***** MATERIAL

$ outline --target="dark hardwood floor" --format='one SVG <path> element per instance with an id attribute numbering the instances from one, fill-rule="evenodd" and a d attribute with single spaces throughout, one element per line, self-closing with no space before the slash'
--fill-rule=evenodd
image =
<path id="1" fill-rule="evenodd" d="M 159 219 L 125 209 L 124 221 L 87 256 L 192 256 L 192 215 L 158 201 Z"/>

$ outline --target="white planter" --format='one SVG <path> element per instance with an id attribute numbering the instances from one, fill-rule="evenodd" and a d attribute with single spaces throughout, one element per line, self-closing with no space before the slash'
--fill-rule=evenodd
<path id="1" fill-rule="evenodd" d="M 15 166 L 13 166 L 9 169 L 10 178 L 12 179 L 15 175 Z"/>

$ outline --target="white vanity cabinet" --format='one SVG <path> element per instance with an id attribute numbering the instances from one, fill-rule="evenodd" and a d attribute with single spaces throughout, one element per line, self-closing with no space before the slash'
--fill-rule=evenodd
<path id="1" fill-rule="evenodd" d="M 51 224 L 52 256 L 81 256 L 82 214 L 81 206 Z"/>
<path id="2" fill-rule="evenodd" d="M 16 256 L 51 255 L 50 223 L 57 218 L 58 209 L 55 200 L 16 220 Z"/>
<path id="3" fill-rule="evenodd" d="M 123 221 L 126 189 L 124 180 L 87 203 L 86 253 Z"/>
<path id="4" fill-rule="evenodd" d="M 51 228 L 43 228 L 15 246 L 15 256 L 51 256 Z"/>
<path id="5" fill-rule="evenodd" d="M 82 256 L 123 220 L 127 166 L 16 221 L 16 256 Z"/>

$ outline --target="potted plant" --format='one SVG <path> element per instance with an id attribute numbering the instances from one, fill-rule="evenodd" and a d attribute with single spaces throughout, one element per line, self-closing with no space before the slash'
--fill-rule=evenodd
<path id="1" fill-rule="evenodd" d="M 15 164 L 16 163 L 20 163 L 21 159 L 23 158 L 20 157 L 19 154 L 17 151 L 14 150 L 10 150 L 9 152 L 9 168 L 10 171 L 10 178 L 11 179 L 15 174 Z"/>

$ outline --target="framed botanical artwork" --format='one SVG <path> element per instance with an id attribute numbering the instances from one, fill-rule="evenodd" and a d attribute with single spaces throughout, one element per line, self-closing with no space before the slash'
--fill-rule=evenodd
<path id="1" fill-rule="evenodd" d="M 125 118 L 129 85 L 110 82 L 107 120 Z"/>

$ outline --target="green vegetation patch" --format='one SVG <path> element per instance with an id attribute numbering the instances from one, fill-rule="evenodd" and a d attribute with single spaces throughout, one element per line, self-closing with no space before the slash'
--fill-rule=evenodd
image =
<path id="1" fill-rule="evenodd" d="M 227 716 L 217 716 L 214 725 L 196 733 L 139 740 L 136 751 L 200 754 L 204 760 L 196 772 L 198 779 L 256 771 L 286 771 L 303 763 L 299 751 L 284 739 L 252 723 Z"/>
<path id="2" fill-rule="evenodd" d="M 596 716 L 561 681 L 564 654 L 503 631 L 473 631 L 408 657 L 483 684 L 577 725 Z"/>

**********

▶ **EXERCISE TASK**
Please recast the lines above as a numbered list, omitting any blank lines.

▶ **WRITTEN SOLUTION**
1. $ outline --target="dark hardwood floor" --format='one SVG <path> element per instance with an id attribute numbering the instances from one, fill-rule="evenodd" and a d attribute with single spaces throughout, one element per line, self-closing with no space before the slash'
2. --fill-rule=evenodd
3. image =
4. <path id="1" fill-rule="evenodd" d="M 159 219 L 125 209 L 124 221 L 87 256 L 192 256 L 192 215 L 158 201 Z"/>
5. $ outline --target="white planter" --format='one SVG <path> element per instance with an id attribute numbering the instances from one, fill-rule="evenodd" and a d attribute with single spaces throughout, one element per line, self-closing with no space before the slash'
6. --fill-rule=evenodd
7. <path id="1" fill-rule="evenodd" d="M 15 166 L 13 166 L 9 169 L 10 178 L 12 179 L 15 175 Z"/>
8. $ outline --target="white vanity cabinet" --format='one SVG <path> element per instance with an id attribute numbering the instances from one, fill-rule="evenodd" and a d attribute with single spaces throughout, one element per line, self-closing with no space before the slash'
9. --fill-rule=evenodd
10. <path id="1" fill-rule="evenodd" d="M 51 224 L 52 256 L 81 256 L 82 214 L 81 206 Z"/>
11. <path id="2" fill-rule="evenodd" d="M 16 256 L 51 255 L 50 223 L 57 218 L 58 209 L 55 200 L 16 220 Z"/>
12. <path id="3" fill-rule="evenodd" d="M 123 221 L 126 189 L 124 180 L 87 203 L 86 253 Z"/>
13. <path id="4" fill-rule="evenodd" d="M 51 228 L 43 228 L 15 246 L 15 256 L 51 256 Z"/>
14. <path id="5" fill-rule="evenodd" d="M 82 256 L 123 220 L 127 166 L 16 221 L 16 256 Z"/>
15. $ outline --target="potted plant" --format='one SVG <path> element per instance with an id attribute numbering the instances from one, fill-rule="evenodd" and a d attribute with single spaces throughout, one element per line, self-closing with no space before the slash'
16. --fill-rule=evenodd
17. <path id="1" fill-rule="evenodd" d="M 15 164 L 16 163 L 20 163 L 21 159 L 23 158 L 20 157 L 19 154 L 17 151 L 14 150 L 10 150 L 9 152 L 9 168 L 10 171 L 10 178 L 11 179 L 15 174 Z"/>
18. $ outline --target="framed botanical artwork" --format='one SVG <path> element per instance with an id attribute numbering the instances from one, fill-rule="evenodd" and a d attribute with single spaces throughout, one element per line, self-closing with no space before the slash'
19. --fill-rule=evenodd
20. <path id="1" fill-rule="evenodd" d="M 125 118 L 129 85 L 110 82 L 107 120 Z"/>
21. $ outline --target="green vegetation patch" --format='one SVG <path> element per instance with an id attribute numbering the instances from one, fill-rule="evenodd" and a d attribute with single spaces throughout, one element per line, self-closing with no space before the slash'
22. --fill-rule=evenodd
23. image =
24. <path id="1" fill-rule="evenodd" d="M 227 716 L 217 716 L 214 725 L 196 733 L 139 740 L 136 751 L 200 754 L 204 760 L 196 772 L 198 779 L 256 771 L 286 771 L 303 763 L 299 751 L 284 739 L 252 723 Z"/>
25. <path id="2" fill-rule="evenodd" d="M 596 716 L 561 681 L 564 654 L 503 631 L 473 631 L 408 657 L 483 684 L 577 725 Z"/>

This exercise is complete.